* THE PROBLEM
Reproduce exactly the lines from the one containing "TARGET: green foliage" through the last line of the records below, both included, and nothing else.

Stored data
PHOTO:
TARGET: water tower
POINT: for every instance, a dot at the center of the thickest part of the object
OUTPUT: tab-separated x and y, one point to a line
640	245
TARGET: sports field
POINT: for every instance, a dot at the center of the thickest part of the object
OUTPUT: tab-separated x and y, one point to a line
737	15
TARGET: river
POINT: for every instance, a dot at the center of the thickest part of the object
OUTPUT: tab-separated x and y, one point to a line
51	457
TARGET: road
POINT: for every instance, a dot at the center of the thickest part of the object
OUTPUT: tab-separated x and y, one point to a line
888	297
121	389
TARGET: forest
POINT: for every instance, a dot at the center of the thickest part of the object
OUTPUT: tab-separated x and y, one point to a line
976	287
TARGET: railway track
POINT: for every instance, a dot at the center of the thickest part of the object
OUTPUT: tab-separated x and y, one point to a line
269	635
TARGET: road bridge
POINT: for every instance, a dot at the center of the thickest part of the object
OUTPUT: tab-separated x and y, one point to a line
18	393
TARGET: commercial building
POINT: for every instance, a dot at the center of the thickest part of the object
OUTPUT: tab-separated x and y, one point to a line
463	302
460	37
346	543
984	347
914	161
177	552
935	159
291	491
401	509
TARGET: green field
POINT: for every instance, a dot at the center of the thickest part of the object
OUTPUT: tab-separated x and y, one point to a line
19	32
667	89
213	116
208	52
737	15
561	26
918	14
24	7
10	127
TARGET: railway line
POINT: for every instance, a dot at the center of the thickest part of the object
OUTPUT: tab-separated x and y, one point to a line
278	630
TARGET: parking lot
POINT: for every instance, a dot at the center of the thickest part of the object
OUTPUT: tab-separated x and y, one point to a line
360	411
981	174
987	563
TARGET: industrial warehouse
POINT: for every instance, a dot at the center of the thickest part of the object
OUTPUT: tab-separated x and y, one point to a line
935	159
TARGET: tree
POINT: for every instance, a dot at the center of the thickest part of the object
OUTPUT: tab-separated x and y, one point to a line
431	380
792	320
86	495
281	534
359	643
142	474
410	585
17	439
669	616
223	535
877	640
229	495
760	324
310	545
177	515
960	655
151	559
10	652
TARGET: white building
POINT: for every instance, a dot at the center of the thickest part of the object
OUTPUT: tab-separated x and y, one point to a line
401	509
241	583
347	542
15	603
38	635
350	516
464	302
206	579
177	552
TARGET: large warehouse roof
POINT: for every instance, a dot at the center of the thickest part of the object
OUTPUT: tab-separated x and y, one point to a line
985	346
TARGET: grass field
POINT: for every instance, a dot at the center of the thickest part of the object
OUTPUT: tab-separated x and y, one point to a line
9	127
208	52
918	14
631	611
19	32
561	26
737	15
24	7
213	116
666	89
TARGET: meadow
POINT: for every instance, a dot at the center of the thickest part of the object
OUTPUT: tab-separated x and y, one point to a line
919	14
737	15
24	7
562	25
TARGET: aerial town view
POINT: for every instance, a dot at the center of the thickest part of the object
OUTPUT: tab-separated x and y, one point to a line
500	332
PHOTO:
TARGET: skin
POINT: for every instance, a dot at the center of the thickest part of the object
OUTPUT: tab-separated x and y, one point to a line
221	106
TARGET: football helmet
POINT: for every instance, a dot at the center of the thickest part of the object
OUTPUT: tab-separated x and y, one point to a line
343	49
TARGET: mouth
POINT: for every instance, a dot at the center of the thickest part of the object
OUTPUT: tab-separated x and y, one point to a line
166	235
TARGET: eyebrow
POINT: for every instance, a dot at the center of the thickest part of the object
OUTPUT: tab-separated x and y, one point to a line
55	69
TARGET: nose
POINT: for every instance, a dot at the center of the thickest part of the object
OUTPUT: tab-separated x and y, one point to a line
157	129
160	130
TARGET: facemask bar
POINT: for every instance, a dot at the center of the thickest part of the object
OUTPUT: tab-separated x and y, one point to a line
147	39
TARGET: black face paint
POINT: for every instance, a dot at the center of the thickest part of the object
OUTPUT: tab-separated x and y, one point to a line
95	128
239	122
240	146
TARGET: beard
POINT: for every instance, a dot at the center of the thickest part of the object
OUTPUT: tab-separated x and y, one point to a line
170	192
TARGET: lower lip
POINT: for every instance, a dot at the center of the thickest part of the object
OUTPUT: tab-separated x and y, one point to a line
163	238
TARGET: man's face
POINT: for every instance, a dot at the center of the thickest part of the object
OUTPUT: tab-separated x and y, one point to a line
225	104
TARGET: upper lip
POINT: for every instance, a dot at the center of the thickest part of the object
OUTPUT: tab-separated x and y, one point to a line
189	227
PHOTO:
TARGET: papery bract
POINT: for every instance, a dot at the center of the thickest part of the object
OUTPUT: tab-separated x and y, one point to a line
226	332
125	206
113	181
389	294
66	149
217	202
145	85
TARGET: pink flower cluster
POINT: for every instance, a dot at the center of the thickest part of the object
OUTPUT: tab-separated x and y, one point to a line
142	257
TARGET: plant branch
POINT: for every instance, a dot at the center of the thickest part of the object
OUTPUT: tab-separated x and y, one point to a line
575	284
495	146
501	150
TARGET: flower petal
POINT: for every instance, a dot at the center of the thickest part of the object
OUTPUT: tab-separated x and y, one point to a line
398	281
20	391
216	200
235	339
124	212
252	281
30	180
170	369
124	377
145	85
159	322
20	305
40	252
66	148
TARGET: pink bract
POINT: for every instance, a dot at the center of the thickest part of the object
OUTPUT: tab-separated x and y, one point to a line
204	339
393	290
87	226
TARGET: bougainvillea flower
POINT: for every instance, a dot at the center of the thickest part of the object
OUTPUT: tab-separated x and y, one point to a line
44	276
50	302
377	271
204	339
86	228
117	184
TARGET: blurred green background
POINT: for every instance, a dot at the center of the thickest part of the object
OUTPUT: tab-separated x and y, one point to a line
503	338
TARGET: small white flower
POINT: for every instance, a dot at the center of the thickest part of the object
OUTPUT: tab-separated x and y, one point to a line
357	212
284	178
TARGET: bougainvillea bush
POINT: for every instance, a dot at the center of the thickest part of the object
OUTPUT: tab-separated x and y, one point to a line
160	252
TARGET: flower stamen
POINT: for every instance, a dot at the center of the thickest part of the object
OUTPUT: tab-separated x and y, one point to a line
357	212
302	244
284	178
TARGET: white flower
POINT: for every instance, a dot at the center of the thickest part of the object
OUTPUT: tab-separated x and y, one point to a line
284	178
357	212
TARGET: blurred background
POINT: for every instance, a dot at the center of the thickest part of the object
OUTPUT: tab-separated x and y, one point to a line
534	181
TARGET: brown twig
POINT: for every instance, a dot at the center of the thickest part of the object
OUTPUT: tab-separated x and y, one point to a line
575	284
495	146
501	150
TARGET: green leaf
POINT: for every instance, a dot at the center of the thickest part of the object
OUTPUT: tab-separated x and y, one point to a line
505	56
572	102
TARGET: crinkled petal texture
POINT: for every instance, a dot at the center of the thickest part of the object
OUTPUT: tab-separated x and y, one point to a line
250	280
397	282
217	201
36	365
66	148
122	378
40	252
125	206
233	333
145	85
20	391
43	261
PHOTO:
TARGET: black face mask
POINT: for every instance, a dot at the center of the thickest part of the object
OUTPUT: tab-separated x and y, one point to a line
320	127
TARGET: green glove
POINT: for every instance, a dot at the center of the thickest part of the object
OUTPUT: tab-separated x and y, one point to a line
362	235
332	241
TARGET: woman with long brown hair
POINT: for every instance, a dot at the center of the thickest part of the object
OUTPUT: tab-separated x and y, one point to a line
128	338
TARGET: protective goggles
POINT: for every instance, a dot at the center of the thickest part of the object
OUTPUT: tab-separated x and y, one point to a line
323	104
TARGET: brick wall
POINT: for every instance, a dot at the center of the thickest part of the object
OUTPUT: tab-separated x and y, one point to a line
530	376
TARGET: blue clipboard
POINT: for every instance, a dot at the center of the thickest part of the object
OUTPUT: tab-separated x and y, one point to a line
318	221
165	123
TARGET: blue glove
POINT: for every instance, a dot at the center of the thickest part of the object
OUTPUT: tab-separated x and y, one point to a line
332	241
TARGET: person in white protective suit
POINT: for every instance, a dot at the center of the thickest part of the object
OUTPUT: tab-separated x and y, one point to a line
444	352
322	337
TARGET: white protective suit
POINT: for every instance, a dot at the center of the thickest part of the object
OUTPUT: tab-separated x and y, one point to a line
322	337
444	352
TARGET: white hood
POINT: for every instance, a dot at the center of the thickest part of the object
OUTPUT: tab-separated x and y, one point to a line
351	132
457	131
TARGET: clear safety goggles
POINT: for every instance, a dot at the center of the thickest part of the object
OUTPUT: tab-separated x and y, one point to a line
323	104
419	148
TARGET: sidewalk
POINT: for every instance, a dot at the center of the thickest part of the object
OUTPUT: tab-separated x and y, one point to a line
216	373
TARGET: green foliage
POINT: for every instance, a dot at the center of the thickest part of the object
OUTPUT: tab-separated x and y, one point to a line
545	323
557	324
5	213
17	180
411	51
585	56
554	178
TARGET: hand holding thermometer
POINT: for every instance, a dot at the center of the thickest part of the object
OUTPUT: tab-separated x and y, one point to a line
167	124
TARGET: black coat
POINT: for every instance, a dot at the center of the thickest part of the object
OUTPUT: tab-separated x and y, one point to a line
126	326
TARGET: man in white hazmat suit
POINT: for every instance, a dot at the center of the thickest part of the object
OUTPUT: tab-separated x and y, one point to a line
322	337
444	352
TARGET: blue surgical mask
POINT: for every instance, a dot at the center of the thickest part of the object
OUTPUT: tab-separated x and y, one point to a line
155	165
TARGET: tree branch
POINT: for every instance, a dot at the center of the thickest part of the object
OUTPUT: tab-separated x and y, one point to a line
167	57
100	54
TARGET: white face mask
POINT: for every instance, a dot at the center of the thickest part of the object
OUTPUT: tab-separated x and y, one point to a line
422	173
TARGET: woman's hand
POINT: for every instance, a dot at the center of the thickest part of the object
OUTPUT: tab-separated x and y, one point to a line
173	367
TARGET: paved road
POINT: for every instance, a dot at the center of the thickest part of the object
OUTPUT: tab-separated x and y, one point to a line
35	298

* RESULT FOR THIS EXERCISE
TARGET: green foliage
POINT: for every instance, a dot at the center of the thickest part of the object
OUTPUT: tab-separated x and y, one point to a line
545	323
557	324
5	213
17	180
411	51
585	56
554	178
TARGET: hand holding thermometer
POINT: for every instance, a dot at the center of the thickest part of the object
OUTPUT: tab-separated x and y, one point to a line
167	124
TARGET: black coat
POINT: for every instance, a dot at the center of the thickest part of the object
OUTPUT: tab-separated x and y, one point to a line
126	326
TARGET: man in white hazmat suit
POINT: for every instance, a dot at the center of the thickest part of the object
OUTPUT: tab-separated x and y, one point to a line
322	337
444	352
TARGET: blue surgical mask
POINT: for every instance, a dot at the center of the thickest part of the object
OUTPUT: tab-separated x and y, one point to a line
155	165
TARGET: tree branch
POINT: for every instance, a dot at the center of the thickest part of the object
OUTPUT: tab-separated x and y, one point to a line
167	57
100	54
TARGET: white face mask
POINT: for every instance, a dot at the center of the thickest part of the object
OUTPUT: tab-separated x and y, one point to a line
422	173
TARGET: woman's hand
POINT: for every instance, a dot at the center of the thickest part of the object
OUTPUT: tab-separated x and y, one point to a line
173	367
TARGET: paved road
POINT: for every instance, a dot at the center of the thickest part of the object
OUTPUT: tab-separated x and y, one point to a line
35	298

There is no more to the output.